Kaspersky Lab Reports Significant Increase in Malicious Spam Emails in Q1 2016
The latest Kaspersky Lab Spam and Phishing Report has discovered that although the quantity of spam emails has been decreasing, they have become more criminalized.
At the same time, the level of malicious mailshots has dramatically increased – Kaspersky Lab products prevented 22,890,956 attempts to infect users via emails with malicious attachments in March 2016, twice the number of attempts reported in February 2016.
Since 2012 the level of spam in email traffic has constantly been decreasing. However, the quantity of emails with malicious attachments has increased significantly – in Q1 2016 it was 3.3 times higher than during the same period in 2015.
There was also a growing amount of ransomware reported throughout the quarter. This is often propagated through emails with infected attachments – for example Word documents.

Dataset excerpts:
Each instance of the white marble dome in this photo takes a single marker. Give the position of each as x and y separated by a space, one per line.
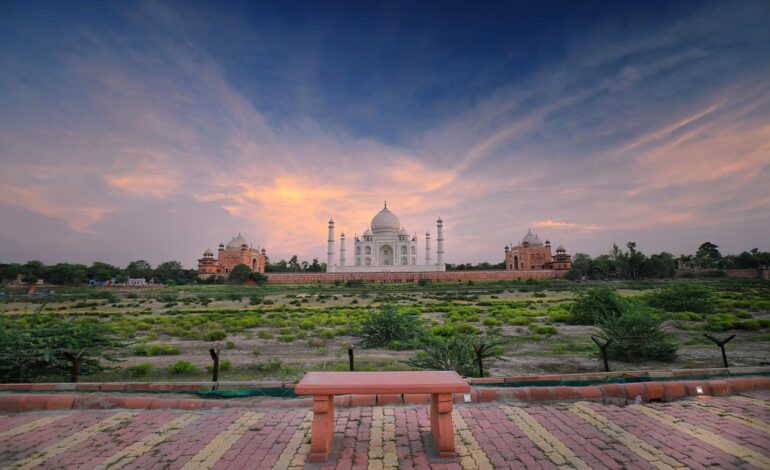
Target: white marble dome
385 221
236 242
* * *
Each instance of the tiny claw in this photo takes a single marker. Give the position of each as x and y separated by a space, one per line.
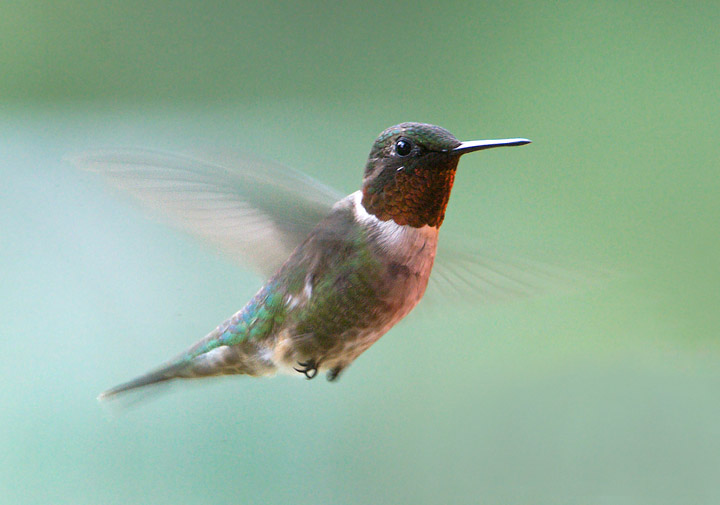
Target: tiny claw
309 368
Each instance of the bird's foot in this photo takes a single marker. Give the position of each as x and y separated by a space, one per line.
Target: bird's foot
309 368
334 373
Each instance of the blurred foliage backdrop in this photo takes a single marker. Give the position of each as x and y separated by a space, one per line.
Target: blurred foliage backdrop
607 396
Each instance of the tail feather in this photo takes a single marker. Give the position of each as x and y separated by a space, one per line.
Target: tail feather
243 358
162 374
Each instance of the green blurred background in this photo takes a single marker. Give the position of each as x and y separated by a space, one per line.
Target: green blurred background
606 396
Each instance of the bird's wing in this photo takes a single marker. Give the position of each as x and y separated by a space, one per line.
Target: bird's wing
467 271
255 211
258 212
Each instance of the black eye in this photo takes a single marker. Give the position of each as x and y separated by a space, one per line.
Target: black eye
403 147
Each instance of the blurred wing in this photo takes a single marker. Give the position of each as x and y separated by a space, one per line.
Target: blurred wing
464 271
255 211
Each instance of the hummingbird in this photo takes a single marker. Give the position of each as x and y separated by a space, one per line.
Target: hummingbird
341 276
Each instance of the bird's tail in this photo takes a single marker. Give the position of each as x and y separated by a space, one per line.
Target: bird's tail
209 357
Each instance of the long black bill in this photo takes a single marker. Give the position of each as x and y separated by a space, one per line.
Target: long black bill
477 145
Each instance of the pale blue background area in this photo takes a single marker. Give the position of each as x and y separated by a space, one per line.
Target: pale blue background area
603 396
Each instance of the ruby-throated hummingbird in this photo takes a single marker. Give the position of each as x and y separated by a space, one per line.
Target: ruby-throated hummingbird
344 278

Problems to solve:
A – Rewrite the Kaspersky Lab spam report from the words "At the same" through the words "example Word documents.", replacing "ransomware" with "malicious software".
B – Continue the Kaspersky Lab spam report after its last sentence.

Answers:
A –
At the same time, the level of malicious mailshots has dramatically increased – Kaspersky Lab products prevented 22,890,956 attempts to infect users via emails with malicious attachments in March 2016, twice the number of attempts reported in February 2016.
Since 2012 the level of spam in email traffic has constantly been decreasing. However, the quantity of emails with malicious attachments has increased significantly – in Q1 2016 it was 3.3 times higher than during the same period in 2015.
There was also a growing amount of malicious software reported throughout the quarter. This is often propagated through emails with infected attachments – for example Word documents.

B –
The main actor on this field in Q1 was the ransomware Trojan Locky, which has been actively distributed via emails in different languages and has targeted at least 114 countries.
Locky emails have contained fake information from financial institutions that have deceived users and forced them to open the harmful attachment.
Kaspersky Lab’s findings suggest that spam is becoming more popular for fraudsters to target Internet users, because web browsing is becoming safer.
Almost all popular web-browser developers have now implemented security and anti-phishing protection tools, making it harder for cybercriminals to propagate their malware through infected web pages.
According to Kaspersky Lab’s Q1 report on spam and phishing the main findings for the quarter were:
In Q1 2016 Kaspersky Lab registered 56.3% of spam in email flow. This is 2.9 percent lower compared to the same period in 2015, when it equaled 59.2%.
The largest amount of spam was sent in January (59.6% in overall email traffic). This is explained by the end of the holiday season, when the flow of normal, non-spam, emails is usually low.
The USA retained its position as the biggest source of spam, sending 12.43% of unwanted emails. The share of the USA in this rating is slightly decreasing in comparison to Q1 2015, when it was 14.5%.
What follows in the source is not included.